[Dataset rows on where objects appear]

■ ■ ■ ■

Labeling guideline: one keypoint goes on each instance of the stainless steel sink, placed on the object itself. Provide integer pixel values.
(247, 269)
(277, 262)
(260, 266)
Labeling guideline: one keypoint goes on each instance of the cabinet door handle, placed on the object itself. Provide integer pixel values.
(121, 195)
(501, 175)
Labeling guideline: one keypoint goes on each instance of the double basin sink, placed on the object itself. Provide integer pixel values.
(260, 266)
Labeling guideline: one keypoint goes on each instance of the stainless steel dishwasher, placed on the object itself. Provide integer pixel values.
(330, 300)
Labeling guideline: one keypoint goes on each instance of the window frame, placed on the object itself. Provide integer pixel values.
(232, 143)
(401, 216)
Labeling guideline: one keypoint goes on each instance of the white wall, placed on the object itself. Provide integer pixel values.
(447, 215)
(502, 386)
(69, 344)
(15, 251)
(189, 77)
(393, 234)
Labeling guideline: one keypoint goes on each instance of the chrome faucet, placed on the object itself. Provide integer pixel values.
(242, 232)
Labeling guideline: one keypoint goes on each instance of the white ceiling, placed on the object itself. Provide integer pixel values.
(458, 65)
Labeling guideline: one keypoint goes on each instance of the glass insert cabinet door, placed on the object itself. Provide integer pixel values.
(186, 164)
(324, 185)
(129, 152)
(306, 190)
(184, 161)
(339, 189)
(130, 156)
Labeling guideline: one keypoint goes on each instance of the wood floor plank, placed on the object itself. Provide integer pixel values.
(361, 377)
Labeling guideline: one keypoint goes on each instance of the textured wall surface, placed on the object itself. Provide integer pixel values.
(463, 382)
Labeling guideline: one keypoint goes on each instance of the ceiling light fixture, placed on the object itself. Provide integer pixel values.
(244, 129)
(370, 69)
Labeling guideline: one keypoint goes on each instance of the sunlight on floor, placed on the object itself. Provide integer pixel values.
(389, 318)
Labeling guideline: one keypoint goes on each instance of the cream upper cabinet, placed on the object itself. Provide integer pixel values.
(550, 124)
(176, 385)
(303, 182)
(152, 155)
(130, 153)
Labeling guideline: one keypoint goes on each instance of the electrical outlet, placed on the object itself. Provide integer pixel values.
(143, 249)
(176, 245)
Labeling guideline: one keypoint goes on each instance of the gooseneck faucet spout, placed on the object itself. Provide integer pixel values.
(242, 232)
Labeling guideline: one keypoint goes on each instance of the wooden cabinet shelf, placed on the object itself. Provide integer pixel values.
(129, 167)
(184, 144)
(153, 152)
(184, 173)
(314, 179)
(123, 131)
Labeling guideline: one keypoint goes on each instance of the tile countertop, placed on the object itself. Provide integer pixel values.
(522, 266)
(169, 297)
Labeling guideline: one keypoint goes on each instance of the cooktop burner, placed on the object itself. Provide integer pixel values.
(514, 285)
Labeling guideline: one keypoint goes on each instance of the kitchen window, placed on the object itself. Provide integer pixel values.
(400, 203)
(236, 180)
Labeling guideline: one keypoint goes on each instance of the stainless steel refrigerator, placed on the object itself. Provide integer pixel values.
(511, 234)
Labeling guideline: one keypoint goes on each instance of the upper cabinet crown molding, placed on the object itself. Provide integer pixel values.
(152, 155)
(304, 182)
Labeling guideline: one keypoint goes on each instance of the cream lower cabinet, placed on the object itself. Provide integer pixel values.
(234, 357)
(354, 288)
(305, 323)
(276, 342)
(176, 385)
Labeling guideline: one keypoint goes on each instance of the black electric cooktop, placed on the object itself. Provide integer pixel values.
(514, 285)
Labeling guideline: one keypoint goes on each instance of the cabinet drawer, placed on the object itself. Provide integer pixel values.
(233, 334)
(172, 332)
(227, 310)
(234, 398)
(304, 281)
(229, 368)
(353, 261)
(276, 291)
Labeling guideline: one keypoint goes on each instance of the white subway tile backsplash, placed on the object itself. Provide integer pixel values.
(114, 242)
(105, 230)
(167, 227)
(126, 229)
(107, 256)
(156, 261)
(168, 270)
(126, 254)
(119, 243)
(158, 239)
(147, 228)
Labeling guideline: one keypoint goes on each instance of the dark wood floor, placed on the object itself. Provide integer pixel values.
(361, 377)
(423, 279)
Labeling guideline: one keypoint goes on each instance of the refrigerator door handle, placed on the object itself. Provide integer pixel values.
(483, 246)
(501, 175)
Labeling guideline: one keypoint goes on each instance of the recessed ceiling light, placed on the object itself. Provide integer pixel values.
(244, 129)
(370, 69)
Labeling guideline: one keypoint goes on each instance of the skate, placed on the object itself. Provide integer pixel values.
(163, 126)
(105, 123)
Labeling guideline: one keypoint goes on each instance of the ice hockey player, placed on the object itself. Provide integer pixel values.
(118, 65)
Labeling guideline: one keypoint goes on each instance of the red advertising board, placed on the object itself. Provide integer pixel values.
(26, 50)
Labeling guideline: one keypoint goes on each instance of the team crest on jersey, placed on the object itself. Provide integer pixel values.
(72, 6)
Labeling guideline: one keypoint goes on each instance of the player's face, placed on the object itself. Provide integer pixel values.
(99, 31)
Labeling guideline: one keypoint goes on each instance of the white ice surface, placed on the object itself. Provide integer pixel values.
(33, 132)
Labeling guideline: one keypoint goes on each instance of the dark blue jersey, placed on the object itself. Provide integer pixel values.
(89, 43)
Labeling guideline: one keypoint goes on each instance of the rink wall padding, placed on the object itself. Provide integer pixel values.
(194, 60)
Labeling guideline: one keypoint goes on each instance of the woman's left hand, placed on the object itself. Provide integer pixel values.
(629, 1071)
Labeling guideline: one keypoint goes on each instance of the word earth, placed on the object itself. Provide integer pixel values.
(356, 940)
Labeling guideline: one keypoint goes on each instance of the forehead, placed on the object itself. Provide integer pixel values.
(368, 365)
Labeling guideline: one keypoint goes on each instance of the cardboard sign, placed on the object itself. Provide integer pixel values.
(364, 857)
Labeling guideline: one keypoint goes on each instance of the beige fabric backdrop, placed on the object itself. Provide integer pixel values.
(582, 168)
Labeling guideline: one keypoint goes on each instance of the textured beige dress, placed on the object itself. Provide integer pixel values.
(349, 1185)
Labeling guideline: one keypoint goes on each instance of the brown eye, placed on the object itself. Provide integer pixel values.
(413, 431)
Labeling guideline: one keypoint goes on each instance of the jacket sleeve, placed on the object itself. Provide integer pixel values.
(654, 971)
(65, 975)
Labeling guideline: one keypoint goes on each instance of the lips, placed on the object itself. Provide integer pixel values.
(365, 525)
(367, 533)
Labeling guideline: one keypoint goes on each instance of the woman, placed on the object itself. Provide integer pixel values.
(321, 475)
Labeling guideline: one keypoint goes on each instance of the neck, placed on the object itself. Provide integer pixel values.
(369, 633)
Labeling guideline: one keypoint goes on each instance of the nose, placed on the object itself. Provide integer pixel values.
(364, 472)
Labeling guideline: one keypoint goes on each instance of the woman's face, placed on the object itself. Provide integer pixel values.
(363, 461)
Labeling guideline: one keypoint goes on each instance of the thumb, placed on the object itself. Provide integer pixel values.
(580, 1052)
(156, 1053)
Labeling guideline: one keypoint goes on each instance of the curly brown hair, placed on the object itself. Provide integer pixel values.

■ ■ ■ ■

DO THIS:
Reproduce all of the entries word for word.

OUTPUT OF THE EXERCISE:
Labeling guideline: one keypoint goes on each instance of the stainless steel sink, placed on the object itself. Provide integer pixel values.
(247, 269)
(277, 262)
(260, 266)
Labeling guideline: one keypoint goes on each instance of the cabinet door handle, placed on the object itself. Provide integer pixel values.
(121, 195)
(501, 175)
Labeling guideline: one keypoint goes on each instance of the double basin sink, placed on the object itself. Provide integer pixel values.
(260, 266)
Labeling guideline: one keypoint goes on each instance of the stainless steel dishwasher, placed on the object itself. Provide integer pixel values.
(330, 300)
Labeling guideline: one keypoint goes on each instance of the window frame, placed on the object itself. Provide integer pixel values.
(232, 143)
(401, 216)
Labeling guideline: one keypoint goes on each instance of the white wall, placed on the object itself. Provide integer pixel values.
(447, 215)
(502, 386)
(69, 344)
(15, 251)
(189, 77)
(393, 234)
Labeling guideline: one keypoint goes on each instance of the chrome faucet, placed on the object itself. Provide integer pixel values.
(242, 232)
Labeling guideline: one keypoint goes on each instance of the white ceiling, placed on the object itself. Provide integer pixel values.
(458, 65)
Labeling guideline: one keypoint goes on each instance of the glass insert cabinet door, placed on the object itself. Provide integer pixel values.
(186, 164)
(324, 185)
(129, 152)
(306, 190)
(184, 161)
(339, 189)
(130, 156)
Labeling guideline: one keypoint goes on each instance of the wood floor plank, placed on the object itself. Provide integer pixel values.
(361, 377)
Labeling guideline: one keypoint goes on each instance of the textured wall surface, placed on the object itself. Provide integer pixel values.
(463, 382)
Labeling guideline: one keypoint goes on each instance of the ceiling light fixture, placed on the object itself. Provide integer pixel values.
(244, 129)
(370, 69)
Labeling guideline: one keypoint goes on each instance of the sunlight on floor, placed on the object itself. Provide integer pixel values.
(389, 318)
Labeling guideline: one keypoint goes on each instance of the cream upper cabinet, placed on the object itself. Provide integer pixel values.
(550, 124)
(176, 385)
(303, 182)
(152, 155)
(130, 153)
Labeling guideline: one keypoint goes on each instance of the electrical outlet, placed on the object itself. Provide integer pixel values.
(143, 249)
(176, 245)
Labeling guideline: one keypoint goes on each instance of the gooseneck faucet spout, placed on the object itself. Provide integer pixel values.
(242, 232)
Labeling guideline: one keypoint goes on each instance of the wooden cabinet shelf, placed on the object itself. Provide integer pixel values.
(129, 167)
(184, 144)
(153, 152)
(184, 173)
(314, 179)
(123, 131)
Labeling guideline: one keypoint goes on each instance of the tile countertop, placed on the object itself. Provide integer pixel values.
(522, 266)
(169, 297)
Labeling guideline: one keypoint goes on each instance of the cooktop burner, placed on the object itself. Provide integer pixel values.
(514, 285)
Labeling guideline: one keypoint goes on each instance of the kitchen window, placed on the object itself. Provide integer pixel values.
(400, 203)
(236, 180)
Labeling guideline: one keypoint goes on each instance of the stainless steel refrigerator, placed on the object itself. Provide integer pixel values.
(511, 234)
Labeling guideline: one keypoint goes on each instance of the upper cabinet crown molding, placed on the object itself. Provide integer pixel values.
(152, 155)
(304, 182)
Labeling guideline: one keypoint goes on each instance of the cream lower cabinet, placed on the object itself. Provide integer pixel values.
(234, 357)
(354, 288)
(305, 323)
(276, 342)
(176, 385)
Labeling guideline: one keypoint goes on each instance of the black electric cooktop, placed on the object itself. Provide integer pixel values.
(514, 285)
Labeling guideline: one keypoint goes on each instance of the cabinet drawer, placed on the object itself. Provide integer pixel values.
(233, 334)
(172, 332)
(227, 310)
(234, 398)
(304, 281)
(229, 368)
(353, 261)
(276, 291)
Labeling guideline: one keypoint goes on each instance of the white subway tile backsplash, placed on the object itself. Provide integer pixel values.
(114, 242)
(105, 230)
(167, 227)
(126, 229)
(107, 256)
(156, 261)
(168, 270)
(126, 254)
(119, 243)
(158, 239)
(147, 228)
Labeling guideline: one keypoint goes on each instance of the dark wood floor, placed on the object itself. Provide integer pixel values.
(361, 377)
(423, 279)
Labeling guideline: one keypoint goes on each instance of the refrigerator door handle, placed on the object itself. Provide integer pixel values.
(483, 246)
(501, 175)
Labeling guideline: one keypoint goes on each instance of the recessed ceiling light, placed on the object itself. Provide integer pixel values.
(244, 129)
(370, 69)
Labeling guideline: one keypoint goes on each instance of the skate, placed on the object itself. Provide integer pixel values.
(163, 126)
(105, 123)
Labeling guideline: one keypoint goes on each instance of the ice hockey player, placed on the object itself. Provide integer pixel values.
(118, 65)
Labeling guideline: one keypoint goes on each instance of the red advertising board, placed on the object itself. Provide integer pixel values.
(26, 50)
Labeling guideline: one keypoint goes on each instance of the team crest on jersey, placed on the object itself. Provide integer pixel values.
(72, 6)
Labeling guideline: one keypoint goes on each instance of the player's face, placed on the object itself. Provide integer pixel values.
(99, 31)
Labeling guideline: one keypoint goes on each instance of the white ice surface, placed on the object itself. Provide integer pixel values.
(33, 132)
Labeling guideline: one keypoint goes on each instance of the dark blue jersey, placed on the object itself. Provide integer pixel values.
(89, 43)
Labeling guideline: one keypoint goes on each instance of the rink wall padding, placed on the object itself. Provide integer pixel values.
(194, 60)
Labeling guideline: one keypoint goes on each instance of the woman's left hand, placed on the object itself. Provide integer pixel values.
(629, 1071)
Labeling guideline: one keypoint goes on each instance of the word earth, placed on the object itself. Provide integer pixel values.
(356, 940)
Labeling guideline: one keypoint goes on each instance of the forehead, placed on the object itself. Provide integer pixel values.
(368, 365)
Labeling guideline: one keypoint goes on each instance of the cardboard sign, placed on the object itself. Provide integer pixel values.
(364, 857)
Labeling guideline: one keypoint goes on each instance of the beige fabric backdrop, placed on the object itself. Provide integer pixel values.
(582, 168)
Labeling guideline: one keypoint goes on each instance of the textured beige dress, placed on the object itself. Provide integer pixel values.
(349, 1185)
Labeling guideline: one keypoint goes on each instance of the brown eye, placed on the object itself. Provide integer pixel values.
(413, 431)
Labeling guideline: one keypoint goes on each instance of the jacket sleeve, placed on the object itself. Provide integer pixel values.
(654, 971)
(65, 975)
Labeling guideline: one keypoint goes on each instance of the lips, placed on the object itself. Provide integer pixel values.
(365, 525)
(367, 533)
Labeling guideline: one keypoint goes on each instance of the woman, placed on the object itself. Provide integer pixel values.
(321, 475)
Labeling guideline: one keypoint goes on each instance of the neck, placed on the object itself. Provide integer pixel values.
(369, 633)
Labeling guideline: one keypoint goes on each instance of the nose, placed on the object itself. Provide integer pixel values.
(364, 472)
Labeling guideline: one keypoint goes on each instance of the woman's face, placed on the object itself. Provide integer pixel values.
(363, 461)
Labeling guideline: one keypoint goes on each instance of the thumb, placed on the object itself. Provide integer pixel values.
(580, 1052)
(156, 1053)
Labeling guideline: one keypoint goes on each instance of the curly brown hair, placed on the object itself. Provide integer pixel values.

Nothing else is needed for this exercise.